● **Given task**
Format everything from the line containing "Report one point per instance of the sunlit" down to the end of the listing as a numbered list, one line per item, leaving out any blank lines.

Location identification listing
───
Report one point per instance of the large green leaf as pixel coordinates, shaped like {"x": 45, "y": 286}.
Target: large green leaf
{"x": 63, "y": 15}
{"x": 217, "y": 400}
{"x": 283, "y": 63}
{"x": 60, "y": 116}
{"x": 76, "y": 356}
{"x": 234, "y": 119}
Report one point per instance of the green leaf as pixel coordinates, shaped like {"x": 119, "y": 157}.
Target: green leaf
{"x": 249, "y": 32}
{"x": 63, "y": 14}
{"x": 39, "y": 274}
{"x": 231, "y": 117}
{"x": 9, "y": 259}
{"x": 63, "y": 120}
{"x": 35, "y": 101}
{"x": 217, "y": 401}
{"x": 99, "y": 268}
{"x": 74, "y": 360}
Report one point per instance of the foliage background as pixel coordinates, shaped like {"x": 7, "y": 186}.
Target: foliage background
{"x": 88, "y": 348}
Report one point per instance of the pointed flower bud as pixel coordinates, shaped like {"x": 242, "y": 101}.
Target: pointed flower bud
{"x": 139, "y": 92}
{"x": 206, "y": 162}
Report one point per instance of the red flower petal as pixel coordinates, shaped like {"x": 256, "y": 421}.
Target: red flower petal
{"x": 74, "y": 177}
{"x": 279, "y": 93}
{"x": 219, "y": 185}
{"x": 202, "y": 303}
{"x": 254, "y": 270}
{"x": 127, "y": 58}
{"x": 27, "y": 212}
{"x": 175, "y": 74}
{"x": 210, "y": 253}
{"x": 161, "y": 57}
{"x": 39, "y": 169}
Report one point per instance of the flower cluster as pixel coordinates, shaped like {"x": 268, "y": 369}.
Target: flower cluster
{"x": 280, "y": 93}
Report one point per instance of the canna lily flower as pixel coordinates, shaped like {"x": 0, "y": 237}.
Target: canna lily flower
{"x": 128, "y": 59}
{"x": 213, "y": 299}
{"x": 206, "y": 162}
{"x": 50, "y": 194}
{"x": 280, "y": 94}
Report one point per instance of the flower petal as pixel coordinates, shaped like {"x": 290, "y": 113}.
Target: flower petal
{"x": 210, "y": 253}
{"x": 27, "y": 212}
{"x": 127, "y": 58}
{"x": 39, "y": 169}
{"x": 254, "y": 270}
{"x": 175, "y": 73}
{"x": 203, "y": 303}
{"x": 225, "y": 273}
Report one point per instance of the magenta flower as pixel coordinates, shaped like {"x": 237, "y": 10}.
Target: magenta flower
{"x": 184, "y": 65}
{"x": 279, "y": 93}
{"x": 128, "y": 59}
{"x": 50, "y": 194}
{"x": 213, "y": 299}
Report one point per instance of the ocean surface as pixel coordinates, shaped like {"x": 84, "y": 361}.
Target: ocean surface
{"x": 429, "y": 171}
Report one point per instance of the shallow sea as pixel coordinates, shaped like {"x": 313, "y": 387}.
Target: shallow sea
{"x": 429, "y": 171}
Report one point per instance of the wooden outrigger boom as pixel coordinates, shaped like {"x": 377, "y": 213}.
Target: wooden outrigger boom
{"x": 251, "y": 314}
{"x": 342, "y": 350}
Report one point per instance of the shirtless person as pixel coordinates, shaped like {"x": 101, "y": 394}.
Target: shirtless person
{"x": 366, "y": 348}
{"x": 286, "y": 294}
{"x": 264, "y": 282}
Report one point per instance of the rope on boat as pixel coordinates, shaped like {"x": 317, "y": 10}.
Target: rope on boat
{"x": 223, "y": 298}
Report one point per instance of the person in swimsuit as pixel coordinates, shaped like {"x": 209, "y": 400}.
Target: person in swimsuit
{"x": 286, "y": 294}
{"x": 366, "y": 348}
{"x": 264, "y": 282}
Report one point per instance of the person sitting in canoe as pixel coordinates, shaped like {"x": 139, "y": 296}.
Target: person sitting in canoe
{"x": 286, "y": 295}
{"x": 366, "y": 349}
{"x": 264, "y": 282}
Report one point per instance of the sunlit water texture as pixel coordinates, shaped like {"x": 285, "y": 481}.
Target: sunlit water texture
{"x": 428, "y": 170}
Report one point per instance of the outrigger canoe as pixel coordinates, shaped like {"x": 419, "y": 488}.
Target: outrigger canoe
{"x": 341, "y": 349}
───
● **Full answer**
1. Report one point per instance of the sunlit water texture as pixel coordinates, shaped like {"x": 285, "y": 481}.
2. Target: sunlit water texture
3. {"x": 428, "y": 170}
4. Report one point per instance of the outrigger canoe as pixel coordinates, shaped like {"x": 419, "y": 488}.
5. Target: outrigger canoe
6. {"x": 341, "y": 349}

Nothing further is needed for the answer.